- _Task requirements_:
1. Using the article on drug deaths in Australia, answer these:
(a) How many drug-induced deaths per day did Australia have in 2019?
(b) Since which year have cocaine-induced deaths doubled?
(c) Which city does the article call the cocaine capital of the country?
2. Reproduce everything in the article on drug deaths in Australia from "Alarming toll of" down to "doubled since 2016.".

- _Page text_:

§

Alarming toll of Australia’s cocaine habit exposed
Cocaine drug deaths have doubled in Australia and methamphetamines deaths are tracking to be four times higher than a decade ago, a new report has found.
The latest National Drug and Alcohol Research Centre drug trends report found there were more than five drug-induced deaths per day in Australia in 2019, with amphetamine-induced deaths higher than 2018, and four times the rate a decade ago
Cocaine-induced deaths have doubled since 2016.
The report shines a light on the human cost of Australia's illicit drug market, with three quarters of the drug deaths occurring in capital cities including Sydney, dubbed the cocaine capital of the country.
Program Lead for NDARC's Drug Trends Program, Dr Amy Peacock, said with higher levels of importation, seizures and supply of amphetamines in the Asia-Pacific region came "increased usage, harms, and unfortunately deaths".
Cocaine's availability and prevalence has been rising nationally since 2015, with hospitalisations and treatment episodes linked to the drug also increasing.

§

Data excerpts
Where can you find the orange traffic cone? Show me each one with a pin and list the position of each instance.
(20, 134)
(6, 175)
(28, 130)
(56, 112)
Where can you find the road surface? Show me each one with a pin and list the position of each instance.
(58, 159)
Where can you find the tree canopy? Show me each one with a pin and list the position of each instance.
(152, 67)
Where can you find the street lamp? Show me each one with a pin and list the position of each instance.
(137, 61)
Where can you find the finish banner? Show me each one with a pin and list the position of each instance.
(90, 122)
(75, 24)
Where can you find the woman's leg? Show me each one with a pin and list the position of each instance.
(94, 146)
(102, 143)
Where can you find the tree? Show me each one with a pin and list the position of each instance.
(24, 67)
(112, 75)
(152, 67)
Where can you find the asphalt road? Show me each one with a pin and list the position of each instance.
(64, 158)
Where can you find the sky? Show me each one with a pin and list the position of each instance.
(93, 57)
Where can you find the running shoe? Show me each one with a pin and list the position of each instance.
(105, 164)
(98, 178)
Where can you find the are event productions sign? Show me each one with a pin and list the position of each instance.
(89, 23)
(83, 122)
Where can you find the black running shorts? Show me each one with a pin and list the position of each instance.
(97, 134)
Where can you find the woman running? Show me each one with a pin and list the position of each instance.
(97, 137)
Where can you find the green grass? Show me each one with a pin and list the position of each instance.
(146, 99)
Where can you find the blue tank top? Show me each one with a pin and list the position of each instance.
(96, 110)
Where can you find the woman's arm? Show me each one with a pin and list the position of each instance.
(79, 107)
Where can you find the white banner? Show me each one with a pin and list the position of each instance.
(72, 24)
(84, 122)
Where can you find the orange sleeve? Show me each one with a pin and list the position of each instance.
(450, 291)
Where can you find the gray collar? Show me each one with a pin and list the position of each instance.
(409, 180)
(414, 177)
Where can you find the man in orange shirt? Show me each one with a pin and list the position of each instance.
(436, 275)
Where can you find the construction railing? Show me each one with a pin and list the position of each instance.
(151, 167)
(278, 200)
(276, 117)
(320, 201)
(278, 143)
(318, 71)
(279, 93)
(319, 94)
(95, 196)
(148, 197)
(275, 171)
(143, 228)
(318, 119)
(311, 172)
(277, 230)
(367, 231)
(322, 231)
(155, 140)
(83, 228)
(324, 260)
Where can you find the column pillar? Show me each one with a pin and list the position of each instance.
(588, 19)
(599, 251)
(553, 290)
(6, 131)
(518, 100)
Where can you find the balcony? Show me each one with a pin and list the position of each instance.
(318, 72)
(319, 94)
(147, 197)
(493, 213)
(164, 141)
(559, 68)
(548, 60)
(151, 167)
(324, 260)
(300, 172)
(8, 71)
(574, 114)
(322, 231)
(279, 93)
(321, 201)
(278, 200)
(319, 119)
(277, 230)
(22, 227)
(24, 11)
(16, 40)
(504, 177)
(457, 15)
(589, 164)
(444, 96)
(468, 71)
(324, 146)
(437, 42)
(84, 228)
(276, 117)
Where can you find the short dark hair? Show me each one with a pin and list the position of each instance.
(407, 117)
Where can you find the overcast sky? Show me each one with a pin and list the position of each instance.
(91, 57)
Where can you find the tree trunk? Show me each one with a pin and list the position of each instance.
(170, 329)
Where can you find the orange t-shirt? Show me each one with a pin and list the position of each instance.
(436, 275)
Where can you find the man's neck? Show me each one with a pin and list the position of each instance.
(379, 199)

§

- _Responses for each task_:
1.
(a) More than five per day.
(b) 2016.
(c) Sydney.

2.
Alarming toll of Australia’s cocaine habit exposed
Cocaine drug deaths have doubled in Australia and methamphetamines deaths are tracking to be four times higher than a decade ago, a new report has found.
The latest National Drug and Alcohol Research Centre drug trends report found there were more than five drug-induced deaths per day in Australia in 2019, with amphetamine-induced deaths higher than 2018, and four times the rate a decade ago
Cocaine-induced deaths have doubled since 2016.